[Data supplied — start]
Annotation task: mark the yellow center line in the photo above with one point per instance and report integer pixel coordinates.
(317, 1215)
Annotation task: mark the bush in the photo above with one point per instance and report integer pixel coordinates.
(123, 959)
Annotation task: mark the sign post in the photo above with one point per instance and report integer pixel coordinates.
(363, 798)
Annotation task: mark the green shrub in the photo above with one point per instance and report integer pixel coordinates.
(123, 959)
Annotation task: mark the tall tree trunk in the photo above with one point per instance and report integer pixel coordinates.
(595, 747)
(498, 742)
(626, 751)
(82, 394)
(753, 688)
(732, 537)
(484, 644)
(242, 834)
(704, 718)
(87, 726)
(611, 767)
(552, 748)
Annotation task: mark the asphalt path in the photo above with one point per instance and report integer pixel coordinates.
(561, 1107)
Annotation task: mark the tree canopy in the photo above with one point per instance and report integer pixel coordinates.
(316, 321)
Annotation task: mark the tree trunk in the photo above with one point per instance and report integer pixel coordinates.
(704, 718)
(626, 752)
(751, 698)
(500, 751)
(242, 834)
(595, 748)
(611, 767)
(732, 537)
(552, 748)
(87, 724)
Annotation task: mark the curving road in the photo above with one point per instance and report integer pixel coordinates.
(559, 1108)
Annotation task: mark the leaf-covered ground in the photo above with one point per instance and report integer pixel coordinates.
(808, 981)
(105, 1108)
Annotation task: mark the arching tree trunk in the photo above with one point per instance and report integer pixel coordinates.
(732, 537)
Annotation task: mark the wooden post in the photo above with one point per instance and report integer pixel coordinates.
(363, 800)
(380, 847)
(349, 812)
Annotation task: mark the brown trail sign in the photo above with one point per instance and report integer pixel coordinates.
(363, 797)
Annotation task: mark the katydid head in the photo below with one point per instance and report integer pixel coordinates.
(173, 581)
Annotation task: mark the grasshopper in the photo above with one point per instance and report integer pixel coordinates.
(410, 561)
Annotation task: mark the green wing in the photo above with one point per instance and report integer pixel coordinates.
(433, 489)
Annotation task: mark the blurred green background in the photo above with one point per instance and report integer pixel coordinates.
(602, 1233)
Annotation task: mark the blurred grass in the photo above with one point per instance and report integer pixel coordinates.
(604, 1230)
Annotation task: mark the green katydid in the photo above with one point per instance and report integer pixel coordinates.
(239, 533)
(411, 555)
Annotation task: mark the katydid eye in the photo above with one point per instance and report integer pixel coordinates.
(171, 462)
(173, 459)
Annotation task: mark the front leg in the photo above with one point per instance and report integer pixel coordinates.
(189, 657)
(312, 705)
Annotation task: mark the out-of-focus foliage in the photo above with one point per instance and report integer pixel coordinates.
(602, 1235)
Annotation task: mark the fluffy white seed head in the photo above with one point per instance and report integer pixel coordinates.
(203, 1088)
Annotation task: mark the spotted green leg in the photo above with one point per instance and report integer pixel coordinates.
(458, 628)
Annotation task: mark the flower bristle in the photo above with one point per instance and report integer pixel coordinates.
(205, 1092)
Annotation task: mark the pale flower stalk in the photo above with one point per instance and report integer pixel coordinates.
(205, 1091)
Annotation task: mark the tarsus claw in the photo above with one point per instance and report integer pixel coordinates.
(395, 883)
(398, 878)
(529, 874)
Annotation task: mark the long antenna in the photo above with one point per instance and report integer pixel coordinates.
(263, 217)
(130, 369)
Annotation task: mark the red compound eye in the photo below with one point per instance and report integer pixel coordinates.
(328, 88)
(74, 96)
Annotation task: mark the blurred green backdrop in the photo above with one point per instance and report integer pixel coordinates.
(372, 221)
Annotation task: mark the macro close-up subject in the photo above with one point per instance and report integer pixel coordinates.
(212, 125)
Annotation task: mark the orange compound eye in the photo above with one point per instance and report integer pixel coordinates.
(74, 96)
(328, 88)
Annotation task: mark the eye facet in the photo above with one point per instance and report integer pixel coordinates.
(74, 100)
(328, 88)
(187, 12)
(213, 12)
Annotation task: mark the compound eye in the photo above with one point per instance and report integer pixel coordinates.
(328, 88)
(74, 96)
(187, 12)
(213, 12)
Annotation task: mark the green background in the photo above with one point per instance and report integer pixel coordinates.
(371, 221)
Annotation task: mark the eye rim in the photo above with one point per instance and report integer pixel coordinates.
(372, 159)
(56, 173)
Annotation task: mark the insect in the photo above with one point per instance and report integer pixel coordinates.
[Data supplied — finish]
**Task prompt**
Copy the material above exactly. Include every line.

**Finished task**
Annotation task: mark the yellow center line in the photo above with one point per instance and report integer pixel coordinates.
(317, 1215)
Annotation task: mark the bush in the photo above with one point per instance and report integer pixel coordinates.
(123, 959)
Annotation task: mark the sign post in the photo above with one point per instance and report integer pixel coordinates.
(363, 798)
Annotation task: mark the green shrub in the photo above with one point per instance and report integer pixel coordinates.
(123, 959)
Annotation task: mark the tall tree trunk in the photo above with one point per instance and report integer pixel coordinates.
(595, 747)
(498, 742)
(626, 751)
(82, 394)
(753, 688)
(732, 537)
(484, 644)
(242, 834)
(704, 718)
(87, 726)
(611, 767)
(552, 748)
Annotation task: mark the asphalt path in the photo above with one point per instance and report integer pixel coordinates.
(561, 1107)
Annotation task: mark the tree canopy in the photo above with one point per instance and report integer pixel coordinates.
(316, 321)
Annotation task: mark the tree trunk in the photo above with one point per instance and report integer pixel coordinates.
(704, 718)
(626, 752)
(751, 698)
(500, 751)
(242, 834)
(595, 748)
(611, 767)
(732, 537)
(552, 748)
(87, 724)
Annotation task: mark the curving road in the photo above with one point per instance and report integer pixel coordinates.
(559, 1108)
Annotation task: mark the leaf-covered ground in the photo above with one point per instance and report integer pixel coordinates.
(808, 981)
(105, 1108)
Annotation task: mark the arching tree trunk in the photo above with one point per instance and report integer pixel coordinates.
(732, 537)
Annotation task: mark the wooden post in the photo above with one point per instance and report integer pixel coordinates.
(363, 800)
(380, 847)
(349, 812)
Annotation task: mark the brown trail sign in the photo above with one point per instance and report integer pixel coordinates.
(363, 797)
Annotation task: mark the katydid head in the photo below with one point per instance and report integer pixel coordinates.
(173, 581)
Annotation task: mark the grasshopper in the photo above with one point per instance and report integer pixel coordinates.
(410, 561)
Annotation task: mark the green wing in the photo above with one point per instance and report integer pixel coordinates.
(433, 489)
Annotation task: mark the blurred green background in the photo above with one point per instance and report integer pixel coordinates.
(602, 1233)
Annotation task: mark the blurred grass in the photo above with one point per instance and report integer pixel coordinates.
(604, 1230)
Annotation task: mark the green katydid in the photo above with one point per instance and report integer pixel coordinates.
(239, 533)
(411, 555)
Annotation task: mark the katydid eye in the photo above with one point per instance and report integer pixel coordinates.
(171, 462)
(173, 459)
Annotation task: mark the front leg in the photo above with one point per instance and report integer pixel coordinates.
(189, 657)
(312, 705)
Annotation task: mark the out-of-focus foliage in the photo above with one point per instance and report integer pixel coordinates.
(602, 1235)
Annotation task: mark the fluffy white seed head in the photo above with one point per instance and report integer pixel coordinates.
(203, 1088)
Annotation task: mark the spotted green leg in the photo above with one point per instance and report integer pixel coordinates.
(458, 628)
Annotation task: mark the flower bristle in the photo above with one point per instance and report integer pixel coordinates.
(205, 1092)
Annotation task: mark the pale flower stalk in the photo above with one point per instance and report integer pixel coordinates.
(205, 1091)
Annotation task: mark the tarsus claw in the photo above with one point per instance and report integer pixel coordinates.
(395, 883)
(398, 878)
(529, 874)
Annotation task: mark the long antenna in the photo above with one point per instance and report integer pixel coordinates.
(263, 217)
(130, 369)
Annotation task: mark the red compound eye in the photo below with one point per instance and report integer pixel coordinates.
(328, 88)
(74, 96)
Annotation task: mark the blurred green backdrop in the photo above with one point per instance and report integer pixel coordinates.
(372, 221)
Annotation task: mark the macro close-up subject in the photo above with one point per instance and report integer pixel coordinates.
(212, 125)
Annotation task: mark the orange compound eye in the photo above with one point per instance and report integer pixel coordinates.
(74, 96)
(328, 88)
Annotation task: mark the eye facet in the photo above with one point per instance and report integer pixel coordinates.
(74, 100)
(328, 88)
(187, 12)
(213, 12)
Annotation task: mark the compound eye in the photo above with one point per instance and report integer pixel coordinates.
(328, 88)
(74, 96)
(187, 12)
(213, 12)
Annotation task: mark the green background in the photo above with one point per instance and report integer pixel coordinates.
(371, 221)
Annotation task: mark the eye rim in the photo above with one point per instance and report integer pixel coordinates.
(372, 159)
(56, 173)
Annotation task: mark the insect in the photo above with one point per instance and report integer pixel coordinates.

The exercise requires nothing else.